----- DATA SHOWN

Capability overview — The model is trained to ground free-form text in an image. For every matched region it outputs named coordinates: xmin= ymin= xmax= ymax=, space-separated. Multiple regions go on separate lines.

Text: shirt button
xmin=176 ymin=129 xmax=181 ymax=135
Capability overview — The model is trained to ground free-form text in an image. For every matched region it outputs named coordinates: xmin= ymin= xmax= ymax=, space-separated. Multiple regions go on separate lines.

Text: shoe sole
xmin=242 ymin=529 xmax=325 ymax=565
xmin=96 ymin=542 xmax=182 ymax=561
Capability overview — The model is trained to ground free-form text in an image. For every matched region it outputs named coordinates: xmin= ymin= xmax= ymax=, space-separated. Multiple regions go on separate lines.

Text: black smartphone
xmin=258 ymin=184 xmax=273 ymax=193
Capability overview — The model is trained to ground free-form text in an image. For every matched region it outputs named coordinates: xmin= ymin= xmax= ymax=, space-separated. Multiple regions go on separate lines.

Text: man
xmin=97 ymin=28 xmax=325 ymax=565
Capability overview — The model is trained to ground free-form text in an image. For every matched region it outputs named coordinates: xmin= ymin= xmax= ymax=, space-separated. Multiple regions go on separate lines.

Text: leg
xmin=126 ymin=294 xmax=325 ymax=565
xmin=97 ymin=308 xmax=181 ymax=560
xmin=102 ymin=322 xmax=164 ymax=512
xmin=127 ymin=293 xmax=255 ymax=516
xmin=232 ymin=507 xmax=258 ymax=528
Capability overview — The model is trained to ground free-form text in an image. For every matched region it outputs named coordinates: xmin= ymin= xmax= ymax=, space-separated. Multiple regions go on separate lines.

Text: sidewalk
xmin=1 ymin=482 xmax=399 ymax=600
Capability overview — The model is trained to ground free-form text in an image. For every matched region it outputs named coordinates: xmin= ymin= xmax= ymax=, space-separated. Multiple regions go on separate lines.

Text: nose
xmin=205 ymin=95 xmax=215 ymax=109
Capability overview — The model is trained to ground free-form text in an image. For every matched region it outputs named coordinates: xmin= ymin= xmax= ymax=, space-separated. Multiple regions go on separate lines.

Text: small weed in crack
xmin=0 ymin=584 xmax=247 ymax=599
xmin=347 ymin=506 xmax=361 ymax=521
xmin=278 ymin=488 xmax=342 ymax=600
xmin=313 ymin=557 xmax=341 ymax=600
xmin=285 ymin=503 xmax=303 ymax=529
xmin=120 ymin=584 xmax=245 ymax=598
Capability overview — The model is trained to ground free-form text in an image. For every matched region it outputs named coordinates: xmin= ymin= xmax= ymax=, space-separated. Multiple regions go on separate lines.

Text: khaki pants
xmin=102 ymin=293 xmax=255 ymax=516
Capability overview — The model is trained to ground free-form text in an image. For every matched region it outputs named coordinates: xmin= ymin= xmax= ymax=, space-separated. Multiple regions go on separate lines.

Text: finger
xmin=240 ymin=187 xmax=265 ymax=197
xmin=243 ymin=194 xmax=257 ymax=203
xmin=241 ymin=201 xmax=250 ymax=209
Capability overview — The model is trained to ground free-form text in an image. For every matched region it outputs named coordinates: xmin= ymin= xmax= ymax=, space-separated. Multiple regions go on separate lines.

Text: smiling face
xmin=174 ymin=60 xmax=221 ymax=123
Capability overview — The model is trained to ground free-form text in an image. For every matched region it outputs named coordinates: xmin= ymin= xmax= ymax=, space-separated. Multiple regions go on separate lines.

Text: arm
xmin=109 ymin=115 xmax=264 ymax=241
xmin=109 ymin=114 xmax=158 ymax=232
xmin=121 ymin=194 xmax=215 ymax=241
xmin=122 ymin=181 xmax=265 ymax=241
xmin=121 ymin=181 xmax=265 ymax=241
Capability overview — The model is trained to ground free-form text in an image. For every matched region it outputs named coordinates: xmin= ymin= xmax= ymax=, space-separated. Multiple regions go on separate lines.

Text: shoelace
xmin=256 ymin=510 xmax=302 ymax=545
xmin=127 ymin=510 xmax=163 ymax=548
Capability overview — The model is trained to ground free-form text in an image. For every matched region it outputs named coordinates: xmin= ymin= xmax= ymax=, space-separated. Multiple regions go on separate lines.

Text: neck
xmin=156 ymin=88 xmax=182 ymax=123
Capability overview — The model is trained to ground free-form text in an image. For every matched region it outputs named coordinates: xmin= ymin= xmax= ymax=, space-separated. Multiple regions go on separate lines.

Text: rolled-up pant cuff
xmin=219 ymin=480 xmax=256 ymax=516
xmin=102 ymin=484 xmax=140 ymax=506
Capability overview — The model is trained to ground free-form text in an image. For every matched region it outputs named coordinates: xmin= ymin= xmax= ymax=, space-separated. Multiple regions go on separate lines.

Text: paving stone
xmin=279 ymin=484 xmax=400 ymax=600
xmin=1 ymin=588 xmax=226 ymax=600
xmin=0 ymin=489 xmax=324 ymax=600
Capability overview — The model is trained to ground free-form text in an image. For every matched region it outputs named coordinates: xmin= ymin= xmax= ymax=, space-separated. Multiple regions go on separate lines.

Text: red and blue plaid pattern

----------

▸ TASK
Please make the answer a complete, exact reproduction of the records.

▸ SOLUTION FOR THIS PROBLEM
Capability overview — The model is trained to ground free-form text in an image. For every matched region it outputs named coordinates: xmin= ymin= xmax= ymax=, space-separated. Multiple regions go on separate lines.

Text: shirt button
xmin=176 ymin=129 xmax=181 ymax=135
Capability overview — The model is trained to ground free-form text in an image. For every matched region it outputs named coordinates: xmin= ymin= xmax= ymax=, space-separated. Multiple regions go on separate lines.

Text: shoe sole
xmin=242 ymin=529 xmax=325 ymax=565
xmin=96 ymin=542 xmax=182 ymax=561
Capability overview — The model is trained to ground free-form text in an image. For every matched region it outputs named coordinates: xmin= ymin= xmax= ymax=, space-separated. Multiple regions go on separate lines.

Text: black smartphone
xmin=258 ymin=184 xmax=273 ymax=193
Capability overview — The model is trained to ground free-form text in an image. For every matched region it outputs named coordinates: xmin= ymin= xmax= ymax=, space-separated. Multiple regions go on separate lines.

Text: man
xmin=97 ymin=28 xmax=325 ymax=565
Capability overview — The model is trained to ground free-form text in an image. For every matched region it outputs named coordinates: xmin= ymin= xmax= ymax=, space-separated. Multiple regions go on separate lines.

Text: leg
xmin=126 ymin=294 xmax=325 ymax=565
xmin=97 ymin=308 xmax=181 ymax=560
xmin=102 ymin=322 xmax=164 ymax=512
xmin=127 ymin=293 xmax=255 ymax=516
xmin=232 ymin=507 xmax=258 ymax=528
Capability overview — The model is trained to ground free-form text in an image. For every matched region it outputs named coordinates: xmin= ymin= xmax= ymax=, space-separated. Multiple regions go on separate lines.

Text: sidewalk
xmin=1 ymin=482 xmax=399 ymax=600
Capability overview — The model is trained to ground free-form text in an image. For every matched region it outputs named coordinates: xmin= ymin= xmax= ymax=, space-separated. Multiple regions go on separate lines.

Text: nose
xmin=205 ymin=95 xmax=215 ymax=109
Capability overview — The model is trained to ground free-form text in an image. For every matched region it outputs named coordinates: xmin= ymin= xmax= ymax=, space-separated. Multiple regions go on separate lines.

Text: small weed in crack
xmin=0 ymin=584 xmax=247 ymax=599
xmin=347 ymin=506 xmax=361 ymax=521
xmin=278 ymin=488 xmax=342 ymax=600
xmin=313 ymin=557 xmax=341 ymax=600
xmin=285 ymin=503 xmax=303 ymax=529
xmin=120 ymin=584 xmax=245 ymax=598
Capability overview — The model is trained to ground free-form text in an image. For every matched region it outputs named coordinates: xmin= ymin= xmax= ymax=, space-separated. Multiple regions go on separate lines.

Text: khaki pants
xmin=102 ymin=293 xmax=255 ymax=516
Capability overview — The model is trained to ground free-form text in an image. For every matched region it outputs named coordinates: xmin= ymin= xmax= ymax=, space-separated. Multiple regions go on separate lines.

Text: finger
xmin=240 ymin=187 xmax=265 ymax=197
xmin=243 ymin=194 xmax=257 ymax=203
xmin=241 ymin=201 xmax=250 ymax=209
Capability overview — The model is trained to ground free-form text in an image. For every matched region it outputs named coordinates: xmin= ymin= xmax= ymax=, space-separated. Multiple regions go on separate lines.

Text: smiling face
xmin=174 ymin=60 xmax=221 ymax=123
Capability overview — The model is trained to ground free-form text in an image. For every matched region it outputs named coordinates: xmin= ymin= xmax= ymax=, space-separated. Multiple regions go on separate lines.

Text: arm
xmin=109 ymin=115 xmax=264 ymax=241
xmin=109 ymin=114 xmax=158 ymax=232
xmin=121 ymin=194 xmax=215 ymax=241
xmin=122 ymin=181 xmax=265 ymax=241
xmin=121 ymin=181 xmax=265 ymax=241
Capability overview — The model is trained to ground free-form text in an image. For every matched region it outputs named coordinates: xmin= ymin= xmax= ymax=, space-separated. Multiple regions go on separate lines.

Text: shoelace
xmin=256 ymin=510 xmax=302 ymax=545
xmin=127 ymin=510 xmax=163 ymax=548
Capability overview — The model is trained to ground free-form text in an image. For every matched region it outputs named coordinates: xmin= ymin= xmax= ymax=, space-separated. Multiple regions go on separate lines.

Text: neck
xmin=156 ymin=88 xmax=182 ymax=123
Capability overview — The model is trained to ground free-form text in an image. For every matched region it outputs named coordinates: xmin= ymin= xmax= ymax=, space-separated. Multiple regions go on separate lines.

Text: rolled-up pant cuff
xmin=219 ymin=480 xmax=256 ymax=516
xmin=102 ymin=484 xmax=140 ymax=506
Capability overview — The model is trained to ground free-form text in an image. For every matched region it outputs named coordinates: xmin= ymin= xmax= ymax=, space-separated. Multiple regions go on separate lines.

Text: paving stone
xmin=279 ymin=484 xmax=400 ymax=600
xmin=1 ymin=588 xmax=226 ymax=600
xmin=0 ymin=489 xmax=324 ymax=600
Capability overview — The model is trained to ground free-form text in an image. For every matched region it outputs named coordinates: xmin= ymin= xmax= ymax=, space-separated. Multiple regions go on separate lines.

Text: red and blue plaid pattern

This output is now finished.